start Stored rows

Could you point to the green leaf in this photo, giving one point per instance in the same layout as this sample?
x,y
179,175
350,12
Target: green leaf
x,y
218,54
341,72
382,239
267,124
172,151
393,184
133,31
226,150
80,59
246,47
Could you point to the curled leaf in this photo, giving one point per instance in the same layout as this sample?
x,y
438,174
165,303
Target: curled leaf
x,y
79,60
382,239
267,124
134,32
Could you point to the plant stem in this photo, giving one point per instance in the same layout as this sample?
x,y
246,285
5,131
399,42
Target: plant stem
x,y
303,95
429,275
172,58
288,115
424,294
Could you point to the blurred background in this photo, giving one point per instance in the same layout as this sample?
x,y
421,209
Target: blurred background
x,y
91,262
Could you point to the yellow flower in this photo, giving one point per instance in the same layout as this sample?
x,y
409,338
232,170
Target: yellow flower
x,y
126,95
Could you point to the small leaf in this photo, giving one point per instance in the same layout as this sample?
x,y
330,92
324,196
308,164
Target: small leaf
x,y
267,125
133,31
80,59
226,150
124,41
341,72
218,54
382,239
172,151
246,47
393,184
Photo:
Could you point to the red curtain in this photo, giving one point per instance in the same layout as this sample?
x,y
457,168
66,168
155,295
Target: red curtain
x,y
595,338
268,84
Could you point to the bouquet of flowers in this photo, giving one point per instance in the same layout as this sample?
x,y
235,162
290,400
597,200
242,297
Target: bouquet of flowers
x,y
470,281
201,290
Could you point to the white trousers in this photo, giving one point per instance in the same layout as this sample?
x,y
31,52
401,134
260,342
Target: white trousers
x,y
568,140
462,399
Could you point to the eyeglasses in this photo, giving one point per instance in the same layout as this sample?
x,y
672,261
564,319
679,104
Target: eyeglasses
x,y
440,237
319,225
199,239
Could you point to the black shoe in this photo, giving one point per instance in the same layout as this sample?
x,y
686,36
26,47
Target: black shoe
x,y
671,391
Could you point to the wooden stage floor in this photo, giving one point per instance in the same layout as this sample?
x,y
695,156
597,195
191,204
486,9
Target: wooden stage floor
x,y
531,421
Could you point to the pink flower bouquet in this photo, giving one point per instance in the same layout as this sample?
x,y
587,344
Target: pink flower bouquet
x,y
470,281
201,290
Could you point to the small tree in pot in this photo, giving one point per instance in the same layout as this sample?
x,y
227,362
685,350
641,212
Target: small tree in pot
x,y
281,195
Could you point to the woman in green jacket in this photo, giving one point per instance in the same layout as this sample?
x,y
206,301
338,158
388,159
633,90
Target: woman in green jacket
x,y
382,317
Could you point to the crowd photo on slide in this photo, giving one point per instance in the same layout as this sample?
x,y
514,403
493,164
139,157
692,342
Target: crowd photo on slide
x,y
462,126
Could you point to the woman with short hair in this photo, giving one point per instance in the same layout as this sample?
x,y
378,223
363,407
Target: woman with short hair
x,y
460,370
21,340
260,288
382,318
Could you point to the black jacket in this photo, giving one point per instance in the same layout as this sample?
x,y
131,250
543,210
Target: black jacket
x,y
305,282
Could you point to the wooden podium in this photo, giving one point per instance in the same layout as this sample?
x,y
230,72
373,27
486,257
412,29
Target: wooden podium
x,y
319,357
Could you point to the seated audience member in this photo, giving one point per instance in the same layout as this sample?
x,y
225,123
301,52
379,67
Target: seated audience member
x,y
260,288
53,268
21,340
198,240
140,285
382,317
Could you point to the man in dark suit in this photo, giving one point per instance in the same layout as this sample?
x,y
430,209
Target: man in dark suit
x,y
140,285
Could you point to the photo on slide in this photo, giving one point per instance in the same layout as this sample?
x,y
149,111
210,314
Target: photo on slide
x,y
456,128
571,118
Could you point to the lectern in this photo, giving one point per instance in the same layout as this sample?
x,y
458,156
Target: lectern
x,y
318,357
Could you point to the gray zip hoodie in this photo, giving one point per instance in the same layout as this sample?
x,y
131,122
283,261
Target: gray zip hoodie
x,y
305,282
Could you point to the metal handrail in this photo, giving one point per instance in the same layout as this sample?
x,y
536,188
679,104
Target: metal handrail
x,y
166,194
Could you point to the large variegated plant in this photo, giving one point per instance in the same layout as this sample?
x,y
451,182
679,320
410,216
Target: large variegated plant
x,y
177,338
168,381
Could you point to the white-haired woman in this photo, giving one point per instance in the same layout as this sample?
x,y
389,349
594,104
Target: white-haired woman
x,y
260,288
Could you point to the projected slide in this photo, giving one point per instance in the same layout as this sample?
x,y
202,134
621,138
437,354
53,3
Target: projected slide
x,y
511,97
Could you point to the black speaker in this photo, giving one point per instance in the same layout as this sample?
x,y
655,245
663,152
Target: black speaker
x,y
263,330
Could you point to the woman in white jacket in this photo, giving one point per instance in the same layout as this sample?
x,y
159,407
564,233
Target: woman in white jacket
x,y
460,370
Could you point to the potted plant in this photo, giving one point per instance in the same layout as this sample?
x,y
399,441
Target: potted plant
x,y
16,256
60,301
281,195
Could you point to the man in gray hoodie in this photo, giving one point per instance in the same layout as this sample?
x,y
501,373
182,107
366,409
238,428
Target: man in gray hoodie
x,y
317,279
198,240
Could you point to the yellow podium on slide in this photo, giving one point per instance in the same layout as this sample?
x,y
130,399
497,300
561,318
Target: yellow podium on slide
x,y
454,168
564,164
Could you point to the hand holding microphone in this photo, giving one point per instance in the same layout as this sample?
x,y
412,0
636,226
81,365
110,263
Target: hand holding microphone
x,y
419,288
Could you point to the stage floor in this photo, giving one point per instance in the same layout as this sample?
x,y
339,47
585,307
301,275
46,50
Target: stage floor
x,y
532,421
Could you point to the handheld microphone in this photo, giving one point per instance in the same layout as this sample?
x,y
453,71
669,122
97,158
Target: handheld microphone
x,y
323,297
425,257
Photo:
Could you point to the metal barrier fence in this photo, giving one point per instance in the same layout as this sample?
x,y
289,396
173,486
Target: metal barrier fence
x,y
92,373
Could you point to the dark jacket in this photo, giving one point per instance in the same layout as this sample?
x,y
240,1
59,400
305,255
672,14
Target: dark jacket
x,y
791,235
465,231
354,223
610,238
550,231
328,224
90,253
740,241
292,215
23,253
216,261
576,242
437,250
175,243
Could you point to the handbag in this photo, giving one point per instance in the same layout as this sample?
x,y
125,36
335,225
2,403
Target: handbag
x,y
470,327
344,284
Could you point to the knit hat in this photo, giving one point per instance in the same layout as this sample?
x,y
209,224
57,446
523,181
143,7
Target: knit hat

end Stored rows

Task to complete:
Copy all of the records above word for word.

Reply to the task:
Could you point to the green leaf in this photo, giving one point per instance in the same layout as this sample?
x,y
179,175
350,12
Target: green leaf
x,y
218,54
341,72
382,239
267,124
172,151
393,184
133,31
226,150
80,59
246,47
Could you point to the curled leaf in this photo, giving one point per instance in the same layout as this sample?
x,y
438,174
165,303
Target: curled leaf
x,y
79,60
382,239
267,124
134,32
Could you point to the plant stem in this photo, giving one point per instance in the same layout as this sample?
x,y
246,285
5,131
399,42
Target: plant stem
x,y
303,95
429,275
172,58
288,115
424,294
Could you point to the blurred background in this photo, giving one point per instance in the same layout as this sample?
x,y
421,209
Target: blurred background
x,y
91,262
Could you point to the yellow flower in this photo, giving one point per instance in the same layout as this sample?
x,y
409,338
232,170
Target: yellow flower
x,y
126,95
Could you point to the small leaf in this photo, giving one point per instance in the same layout as this sample?
x,y
330,92
324,196
308,164
Target: small leaf
x,y
267,125
133,31
80,59
226,150
124,41
341,72
218,54
382,239
172,151
246,47
393,184
Photo:
Could you point to the red curtain in this photo, giving one point per instance in the same layout as this sample?
x,y
457,168
66,168
155,295
Target: red curtain
x,y
595,338
268,84
Could you point to the bouquet of flowers in this photo, giving one point per instance in the same layout as this sample?
x,y
235,162
290,400
597,200
242,297
Target: bouquet of flowers
x,y
470,281
201,290
Could you point to the white trousers in this photo, giving one point per instance in the same layout as this sample?
x,y
31,52
401,134
260,342
Target: white trousers
x,y
568,140
462,399
Could you point to the eyeglasses in this photo, giving one point per instance in the same layout as this sample?
x,y
672,261
564,319
679,104
Target: eyeglasses
x,y
440,237
319,225
199,239
Could you point to the black shoe in this photo, giving one point per instance in the same layout as this sample?
x,y
686,36
26,47
Target: black shoe
x,y
671,391
Could you point to the wooden stage floor in this photo, giving one point per instance in the same layout as this sample?
x,y
695,156
597,195
191,204
486,9
Target: wooden stage floor
x,y
531,421
Could you point to the pink flower bouquet in this photo, giving one point per instance in the same layout as this sample?
x,y
587,344
Target: pink flower bouquet
x,y
470,281
201,290
Could you point to the small tree in pot in this photo, giving one point per instance in the same layout as this sample?
x,y
227,362
685,350
641,212
Target: small tree in pot
x,y
281,195
Could you point to the woman in green jacket in this photo, giving one point per instance in the same layout as this sample?
x,y
206,301
338,158
388,159
633,90
Target: woman in green jacket
x,y
382,317
Could you point to the crowd photo on slide in this photo, giving one point per instance in the same layout as this sample?
x,y
514,403
493,164
139,157
692,342
Target: crowd photo on slide
x,y
462,126
Could you point to the woman with short hair in this photo, giving one point per instance in the same layout as this sample?
x,y
378,223
363,407
Target: woman with short hair
x,y
460,370
21,340
260,288
382,318
Could you point to the black jacket in this photo, giving one point per instance in the same layout as this sample?
x,y
131,250
543,210
Target: black jacket
x,y
305,282
Could you point to the wooden podium in this photo, giving one point per instance in the same layout as this sample?
x,y
230,72
373,27
486,257
412,29
Target: wooden podium
x,y
319,357
Could you point to the seated audience member in this photo, giving one point per instance in the same layout as this sample?
x,y
225,123
301,52
379,67
Target: seated audience member
x,y
260,288
53,268
21,340
198,240
140,285
382,317
Could you point to the man in dark suit in this photo, giving one point per instance in the same layout as this sample?
x,y
430,209
Target: man in dark suit
x,y
140,285
Could you point to the photo on slide in this photo, giving one point per instance in the same layout as this sample?
x,y
149,111
210,314
Target: photo on slide
x,y
456,128
571,118
Could you point to the lectern in this photo, giving one point per instance in the same layout as this sample?
x,y
458,156
Target: lectern
x,y
318,357
Could you point to the gray zip hoodie in this photo, giving one point per instance in the same layout as this sample?
x,y
131,122
283,261
Target: gray zip hoodie
x,y
305,282
Could you point to the metal handrail in this photo, giving one point per instance in the same layout as this sample?
x,y
536,188
679,104
Target: metal handrail
x,y
166,194
Could you point to the large variegated plant in this photo, giving one point per instance in the same layout as this sample?
x,y
451,182
679,320
410,216
Target: large variegated plant
x,y
177,338
168,381
Could you point to the white-haired woman in this photo, giving one point per instance in the same layout as this sample?
x,y
389,349
594,104
Target: white-haired woman
x,y
260,288
Could you point to the projected slide in this photo, giving one point per instance in the same layout as this sample?
x,y
202,134
621,138
437,354
53,3
Target: projected slide
x,y
511,97
Could you point to the black speaker in this photo, giving one point per instance in the same layout as this sample?
x,y
655,245
663,152
Target: black speaker
x,y
263,330
Could you point to the woman in white jacket in this photo, giving one point per instance in the same layout as this sample?
x,y
159,407
564,233
Target: woman in white jacket
x,y
460,370
Could you point to the potted plant in this photo, giving one point per instance in the same layout as this sample?
x,y
399,441
Target: potted plant
x,y
16,256
60,301
281,195
Could you point to the man in gray hoodie in this photo, giving one point per instance in the same layout as this sample?
x,y
501,373
182,107
366,409
238,428
Target: man in gray hoodie
x,y
317,279
198,240
Could you point to the yellow podium on slide in this photo, giving one point per instance in the same layout as this sample?
x,y
130,399
497,300
561,318
Target: yellow podium on slide
x,y
454,168
564,164
Could you point to the hand holding microphone in this photo, giving one point per instance in the same layout as this sample?
x,y
412,0
636,226
81,365
110,263
Target: hand holding microphone
x,y
419,288
Could you point to the stage floor in this photo, giving one point per instance in the same layout as this sample?
x,y
339,47
585,307
301,275
46,50
Target: stage floor
x,y
532,421
Could you point to the handheld microphone in this photo, giving one point per instance in the same layout as this sample?
x,y
453,71
669,122
97,158
Target: handheld microphone
x,y
323,297
425,257
Photo:
Could you point to the metal barrier fence in this photo, giving one point per instance in the same layout as this sample?
x,y
289,396
173,486
Target: metal barrier fence
x,y
92,373
Could you point to the dark jacket in this photo, giving one point per instance in the same layout as this sample?
x,y
240,1
59,400
305,255
672,14
Target: dark jacket
x,y
791,235
465,231
354,223
610,238
550,231
328,224
90,253
740,241
292,215
23,253
216,261
576,242
437,250
175,243
Could you point to the handbag in this photo, giving one point per instance in the same layout as this sample?
x,y
125,36
335,225
2,403
Target: handbag
x,y
470,327
344,284
Could you point to the knit hat in this photo, giving one point per instance in the same layout as this sample?
x,y
209,224
57,446
523,181
143,7
Target: knit hat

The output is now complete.